- _What the task asks_: Starting at the line of the listing that contains "Would you kindly indicate the blurred" and ending at the line that contains "column 76, row 84", both included, render only those lines as a Markdown table with the columns Row and Listing line. Number the rows and leave out any blank lines.

- _Task data_:
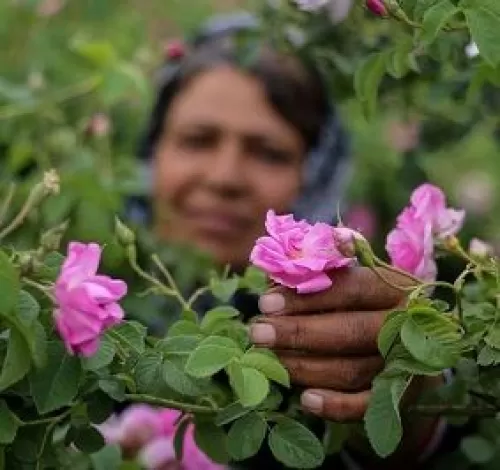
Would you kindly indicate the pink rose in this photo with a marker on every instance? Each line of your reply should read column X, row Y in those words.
column 297, row 254
column 411, row 248
column 136, row 426
column 86, row 301
column 430, row 205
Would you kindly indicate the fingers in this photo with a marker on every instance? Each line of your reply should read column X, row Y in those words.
column 342, row 333
column 336, row 406
column 352, row 289
column 338, row 373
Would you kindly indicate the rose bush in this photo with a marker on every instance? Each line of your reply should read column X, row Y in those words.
column 75, row 110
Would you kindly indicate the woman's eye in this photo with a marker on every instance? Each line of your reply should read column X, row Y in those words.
column 196, row 141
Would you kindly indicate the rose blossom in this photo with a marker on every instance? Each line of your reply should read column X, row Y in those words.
column 297, row 254
column 136, row 426
column 430, row 206
column 86, row 301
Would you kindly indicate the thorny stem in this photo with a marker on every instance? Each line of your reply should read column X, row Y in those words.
column 163, row 402
column 6, row 202
column 173, row 286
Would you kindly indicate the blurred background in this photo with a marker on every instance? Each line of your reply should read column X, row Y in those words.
column 76, row 84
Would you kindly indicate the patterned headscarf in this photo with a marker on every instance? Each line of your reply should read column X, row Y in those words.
column 327, row 167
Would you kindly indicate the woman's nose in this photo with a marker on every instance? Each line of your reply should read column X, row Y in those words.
column 225, row 172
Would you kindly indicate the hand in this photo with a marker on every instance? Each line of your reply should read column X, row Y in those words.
column 328, row 340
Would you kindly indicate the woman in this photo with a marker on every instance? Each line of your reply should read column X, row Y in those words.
column 228, row 141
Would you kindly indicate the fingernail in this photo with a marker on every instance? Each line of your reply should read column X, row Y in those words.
column 271, row 303
column 312, row 402
column 263, row 334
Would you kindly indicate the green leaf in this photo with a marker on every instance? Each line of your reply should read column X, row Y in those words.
column 488, row 356
column 250, row 385
column 103, row 357
column 148, row 371
column 294, row 445
column 477, row 449
column 28, row 308
column 225, row 289
column 131, row 335
column 270, row 366
column 383, row 413
column 175, row 377
column 180, row 434
column 108, row 458
column 179, row 345
column 9, row 424
column 88, row 440
column 336, row 434
column 17, row 362
column 113, row 387
column 217, row 315
column 9, row 285
column 432, row 338
column 212, row 440
column 367, row 80
column 435, row 19
column 184, row 328
column 483, row 18
column 56, row 384
column 390, row 331
column 246, row 436
column 211, row 356
column 230, row 413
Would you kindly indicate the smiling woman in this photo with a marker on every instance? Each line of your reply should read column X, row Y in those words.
column 229, row 141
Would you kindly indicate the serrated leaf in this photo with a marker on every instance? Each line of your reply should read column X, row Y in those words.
column 224, row 290
column 131, row 335
column 383, row 413
column 250, row 385
column 9, row 424
column 294, row 445
column 432, row 339
column 56, row 384
column 477, row 449
column 184, row 328
column 103, row 357
column 217, row 315
column 435, row 19
column 390, row 331
column 367, row 80
column 212, row 440
column 88, row 440
column 270, row 366
column 175, row 377
column 246, row 435
column 17, row 362
column 179, row 345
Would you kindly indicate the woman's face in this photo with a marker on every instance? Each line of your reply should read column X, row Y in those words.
column 225, row 157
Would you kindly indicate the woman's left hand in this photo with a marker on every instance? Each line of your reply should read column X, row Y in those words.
column 328, row 340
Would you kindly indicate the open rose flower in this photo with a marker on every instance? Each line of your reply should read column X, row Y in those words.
column 147, row 433
column 411, row 246
column 87, row 303
column 430, row 207
column 298, row 255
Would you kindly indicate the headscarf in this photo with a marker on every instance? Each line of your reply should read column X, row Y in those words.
column 327, row 166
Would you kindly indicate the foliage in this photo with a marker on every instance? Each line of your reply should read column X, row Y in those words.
column 65, row 70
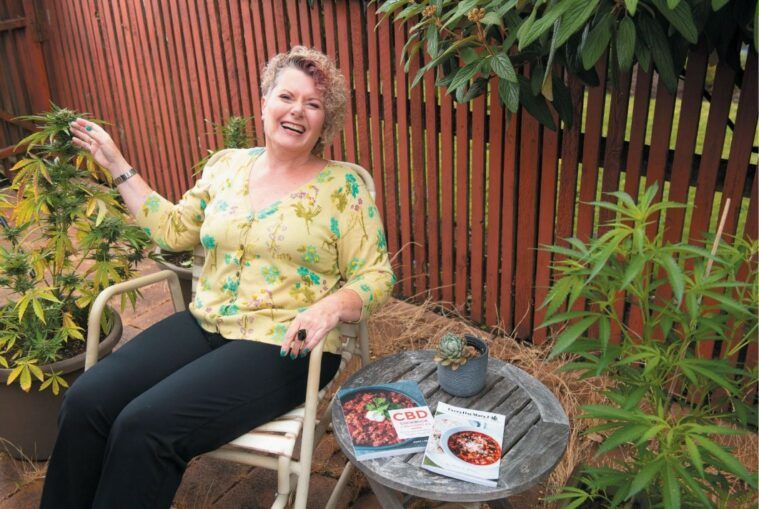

- _Exercise result_:
| Row | Listing line |
|---|---|
| 1 | Would you kindly indicate the blurred background in this photo with a marker on every instance? Each line of your reply should read column X, row Y in those words. |
| 2 | column 76, row 84 |